EXTRACTED TEXT —
>>>
Discipline guard: no patches are written before this file is committed. Re-scoping is documented honestly with the deferral target named.

Phase 1 — leading question answer

Status: LOCKED 2026-05-02. This section is the Phase 1 deliverable. Future Phase 2 / Phase 3 measurements may modify the file-level findings below this section but must not silently move the Phase 1 answer; if reality after measurement contradicts this, the contradiction is documented as a new section, not by editing this one.

Question (from worklist):

On what condition does KWin promote a wp_linux_dmabuf_v1 surface to direct scanout versus falling back to GPU composite, and does the hantro NV12 DRM_FORMAT_MOD_LINEAR output satisfy those conditions on this DRM driver (rockchip-drm on RK3568, Mesa 26.0.5)?

Short answer — NO

Neither of KWin v6.6.4's two scanout-promotion paths can place the hantro NV12 LINEAR buffer on a DRM plane on this hardware in the windowed Brave case, for two distinct structural reasons. The Phase 4 design space narrows to the import-caching hypothesis only. This aligns with — does not contradict — the architect's prior from the A2 trajectory hint.

KWin's two scanout-promotion paths

KWin v6.6.4 has two distinct paths that could in principle promote a wp_linux_dmabuf_v1 surface to scanout. Both pass through the same per-layer feasibility check (OutputLayer::importScanoutBuffer) but differ in how the candidate is chosen.

Path A — single-plane direct scanout

Entry: Compositor::prepareDirectScanout (src/compositor.cpp:379, prepareDirectScanout(view, logicalOutput, backendOutput, frame)).

  1. view→scanoutCandidates(1) (compositor.cpp:385). On WorkspaceScene this calls WorkspaceScene::scanoutCandidates (src/scene/workspacescene.cpp:281), which walks m_containerItem→sortedChildItems() top-to-bottom via the recursive helper addCandidates (workspacescene.cpp:197).
  2. addCandidates produces up to maxCount + 1 = 2 candidate SurfaceItems. The walk requires every traversed item to have opacity == 1.0 and no effects (workspacescene.cpp:202-203).
<<<
[Stored items from a collection]
>>>
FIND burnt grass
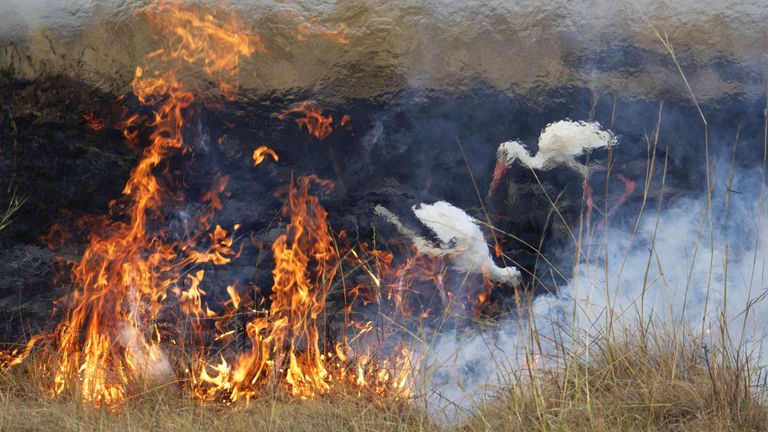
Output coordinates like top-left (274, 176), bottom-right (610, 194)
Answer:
top-left (0, 73), bottom-right (763, 341)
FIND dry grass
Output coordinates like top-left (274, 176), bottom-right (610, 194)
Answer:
top-left (0, 326), bottom-right (768, 432)
top-left (0, 191), bottom-right (24, 231)
top-left (0, 365), bottom-right (437, 432)
top-left (464, 333), bottom-right (768, 431)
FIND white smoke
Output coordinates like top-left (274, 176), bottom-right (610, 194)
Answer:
top-left (425, 168), bottom-right (768, 417)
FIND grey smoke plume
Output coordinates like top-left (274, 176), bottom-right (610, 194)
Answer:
top-left (425, 166), bottom-right (768, 422)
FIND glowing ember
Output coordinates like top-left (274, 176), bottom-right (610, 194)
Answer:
top-left (0, 3), bottom-right (498, 408)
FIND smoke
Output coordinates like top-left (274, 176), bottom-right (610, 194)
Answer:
top-left (424, 165), bottom-right (768, 418)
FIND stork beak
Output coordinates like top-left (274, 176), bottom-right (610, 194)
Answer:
top-left (488, 161), bottom-right (509, 196)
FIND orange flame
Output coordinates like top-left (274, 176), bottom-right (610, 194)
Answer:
top-left (277, 101), bottom-right (333, 140)
top-left (49, 3), bottom-right (256, 406)
top-left (253, 146), bottom-right (279, 165)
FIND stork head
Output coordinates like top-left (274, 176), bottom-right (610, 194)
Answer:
top-left (488, 141), bottom-right (525, 197)
top-left (488, 266), bottom-right (522, 288)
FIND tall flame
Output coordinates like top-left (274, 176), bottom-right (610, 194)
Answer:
top-left (49, 3), bottom-right (256, 405)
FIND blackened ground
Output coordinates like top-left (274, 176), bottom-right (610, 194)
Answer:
top-left (0, 71), bottom-right (765, 340)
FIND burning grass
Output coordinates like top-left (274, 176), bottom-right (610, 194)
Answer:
top-left (0, 3), bottom-right (768, 431)
top-left (0, 326), bottom-right (768, 432)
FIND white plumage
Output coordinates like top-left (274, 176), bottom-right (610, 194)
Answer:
top-left (374, 201), bottom-right (520, 286)
top-left (497, 120), bottom-right (615, 177)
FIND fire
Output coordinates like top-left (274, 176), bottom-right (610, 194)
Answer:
top-left (83, 113), bottom-right (106, 132)
top-left (0, 2), bottom-right (508, 408)
top-left (253, 146), bottom-right (280, 165)
top-left (49, 3), bottom-right (256, 406)
top-left (277, 101), bottom-right (351, 140)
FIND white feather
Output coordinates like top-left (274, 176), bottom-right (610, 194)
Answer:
top-left (497, 120), bottom-right (616, 176)
top-left (375, 201), bottom-right (520, 286)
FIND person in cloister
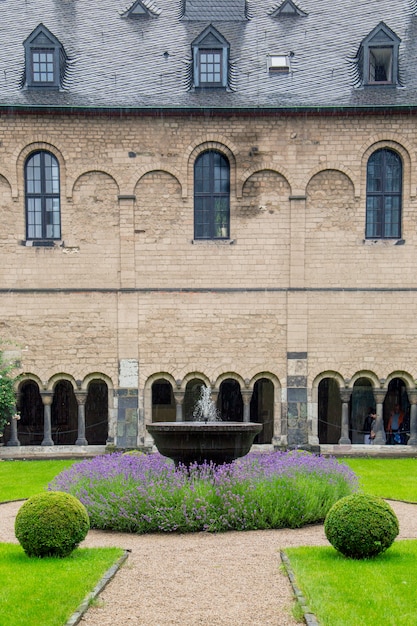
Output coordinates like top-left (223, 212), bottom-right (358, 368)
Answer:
top-left (387, 404), bottom-right (404, 445)
top-left (363, 406), bottom-right (376, 445)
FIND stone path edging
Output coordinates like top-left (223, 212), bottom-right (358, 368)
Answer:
top-left (65, 550), bottom-right (130, 626)
top-left (279, 550), bottom-right (319, 626)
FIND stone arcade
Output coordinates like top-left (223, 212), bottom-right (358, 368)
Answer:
top-left (0, 0), bottom-right (417, 455)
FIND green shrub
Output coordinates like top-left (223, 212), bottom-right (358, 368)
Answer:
top-left (15, 491), bottom-right (90, 557)
top-left (324, 494), bottom-right (399, 559)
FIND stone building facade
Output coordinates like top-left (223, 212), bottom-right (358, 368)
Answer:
top-left (0, 0), bottom-right (417, 448)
<<<
PROMPT 1 —
Reproduce the passage of the KWin scanout notes that runs from "Status: LOCKED 2026-05-02." to "RK3568, Mesa 26.0.5)?".
PROMPT 2 —
In the KWin scanout notes, what two conditions must every item traversed by the candidate walk satisfy?

EXERCISE OUTPUT 1 —
Status: LOCKED 2026-05-02. This section is the Phase 1 deliverable. Future Phase 2 / Phase 3 measurements may modify the file-level findings below this section but must not silently move the Phase 1 answer; if reality after measurement contradicts this, the contradiction is documented as a new section, not by editing this one.

Question (from worklist):

On what condition does KWin promote a wp_linux_dmabuf_v1 surface to direct scanout versus falling back to GPU composite, and does the hantro NV12 DRM_FORMAT_MOD_LINEAR output satisfy those conditions on this DRM driver (rockchip-drm on RK3568, Mesa 26.0.5)?

EXERCISE OUTPUT 2 —
Every traversed item must have an opacity of 1.0 and no effects.